YOUR TASKS
1. Transcribe the passage of the piece on Wikipedia and truth starting with "Although studies have" and going on through "pretty bad stuff.".
2. Repeat word for word the rows starting with the line with "Task: For every instance of the concrete staircase" and going on through the last line of the rows.

PAGE

Wikipedia and truth

For better or worse, the community-written encyclopedia Wikipedia has become a primary online reference source. Disdaining experts and relying on readers to vet the accuracy of its articles, Wikipedia is very often one of the first entries in a Google search. This is a self-reinforcing feedback situation since highly ranked Google entries are apt to get more links, which in turn creates higher Google rank. The Google ranking algorithm relies heavily on popularity and has little to do with accuracy.Thus a Wikipedia article’s high Google rank does not ensure that the article is accurate.

Although studies have claimed to show that the overall accuracy of Wikipedia is high, there are numerous instances of Wikipedia entries being hacked or containing false data. The corrective mechanism of relying on readers to edit Wikipedia entries does seem to work remarkably well but questions remain about the trustworthiness of any particular article. I have found articles on computing subjects to be pretty good and I frequently reference them. However, in an area like chemistry I’ve seen some pretty bad stuff.

Wikipedia’s methods in effect define truth as being what the majority believes to be so. As history has shown many times, the majority of people often believe things that are not true. Unfortunately, I have lost the source of the following quote but it is apt:

“Belief” is a funny thing. In human psychology, belief is the intersection of logic and emotion. It’s not always clear what irrational or non-rational factors cause us to accept, discard, overweight, underweight and otherwise synthesize the facts before us in a belief. Sometimes we sincerely believe things without facts. Other times we believe things despite facts.

Data drawn from a collection

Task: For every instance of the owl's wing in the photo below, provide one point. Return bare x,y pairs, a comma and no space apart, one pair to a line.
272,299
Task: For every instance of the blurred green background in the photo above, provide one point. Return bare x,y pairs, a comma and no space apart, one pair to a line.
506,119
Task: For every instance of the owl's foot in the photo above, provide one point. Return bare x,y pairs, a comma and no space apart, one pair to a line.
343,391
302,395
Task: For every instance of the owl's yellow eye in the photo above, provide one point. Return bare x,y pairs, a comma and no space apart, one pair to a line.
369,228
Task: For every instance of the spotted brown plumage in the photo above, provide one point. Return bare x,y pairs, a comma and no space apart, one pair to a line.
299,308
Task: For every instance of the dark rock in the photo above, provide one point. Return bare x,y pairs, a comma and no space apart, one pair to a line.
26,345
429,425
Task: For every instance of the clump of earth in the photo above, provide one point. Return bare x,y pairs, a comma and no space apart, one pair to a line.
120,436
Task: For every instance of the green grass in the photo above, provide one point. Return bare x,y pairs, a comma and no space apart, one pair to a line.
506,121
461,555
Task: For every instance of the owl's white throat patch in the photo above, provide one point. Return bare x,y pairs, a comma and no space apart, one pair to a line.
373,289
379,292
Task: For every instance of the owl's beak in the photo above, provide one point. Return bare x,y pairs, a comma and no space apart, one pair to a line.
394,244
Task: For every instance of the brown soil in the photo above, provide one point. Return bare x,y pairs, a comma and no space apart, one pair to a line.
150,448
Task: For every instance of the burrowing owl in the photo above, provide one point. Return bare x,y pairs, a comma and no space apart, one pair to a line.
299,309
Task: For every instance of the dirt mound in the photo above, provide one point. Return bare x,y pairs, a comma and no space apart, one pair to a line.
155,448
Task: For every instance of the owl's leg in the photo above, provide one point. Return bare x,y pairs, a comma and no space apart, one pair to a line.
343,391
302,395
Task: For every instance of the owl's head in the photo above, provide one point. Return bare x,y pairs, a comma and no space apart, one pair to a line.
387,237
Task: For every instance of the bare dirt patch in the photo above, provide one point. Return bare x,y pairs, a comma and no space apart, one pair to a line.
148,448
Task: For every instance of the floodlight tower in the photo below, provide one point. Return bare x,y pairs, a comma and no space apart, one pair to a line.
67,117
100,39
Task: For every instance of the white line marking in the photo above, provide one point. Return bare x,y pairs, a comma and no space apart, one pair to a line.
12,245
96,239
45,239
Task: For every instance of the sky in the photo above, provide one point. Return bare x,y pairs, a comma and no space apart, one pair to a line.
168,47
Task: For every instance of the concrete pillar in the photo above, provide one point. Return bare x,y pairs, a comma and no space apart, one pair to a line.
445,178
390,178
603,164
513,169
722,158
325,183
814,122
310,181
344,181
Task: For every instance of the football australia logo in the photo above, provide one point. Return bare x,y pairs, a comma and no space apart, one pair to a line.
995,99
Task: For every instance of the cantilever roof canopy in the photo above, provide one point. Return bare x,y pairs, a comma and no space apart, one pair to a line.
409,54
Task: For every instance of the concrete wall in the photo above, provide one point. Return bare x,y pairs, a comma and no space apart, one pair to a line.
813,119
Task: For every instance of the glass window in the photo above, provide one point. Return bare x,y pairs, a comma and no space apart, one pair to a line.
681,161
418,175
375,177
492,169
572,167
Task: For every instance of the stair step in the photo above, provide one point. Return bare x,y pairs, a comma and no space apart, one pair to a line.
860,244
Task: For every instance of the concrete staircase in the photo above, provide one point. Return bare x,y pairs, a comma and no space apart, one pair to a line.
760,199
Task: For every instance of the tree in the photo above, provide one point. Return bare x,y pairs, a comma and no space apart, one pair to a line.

TASK ANSWERS
1.
Although studies have claimed to show that the overall accuracy of Wikipedia is high, there are numerous instances of Wikipedia entries being hacked or containing false data. The corrective mechanism of relying on readers to edit Wikipedia entries does seem to work remarkably well but questions remain about the trustworthiness of any particular article. I have found articles on computing subjects to be pretty good and I frequently reference them. However, in an area like chemistry I’ve seen some pretty bad stuff.

2.
Task: For every instance of the concrete staircase in the photo above, provide one point. Return bare x,y pairs, a comma and no space apart, one pair to a line.
760,199
Task: For every instance of the tree in the photo above, provide one point. Return bare x,y pairs, a comma and no space apart, one pair to a line.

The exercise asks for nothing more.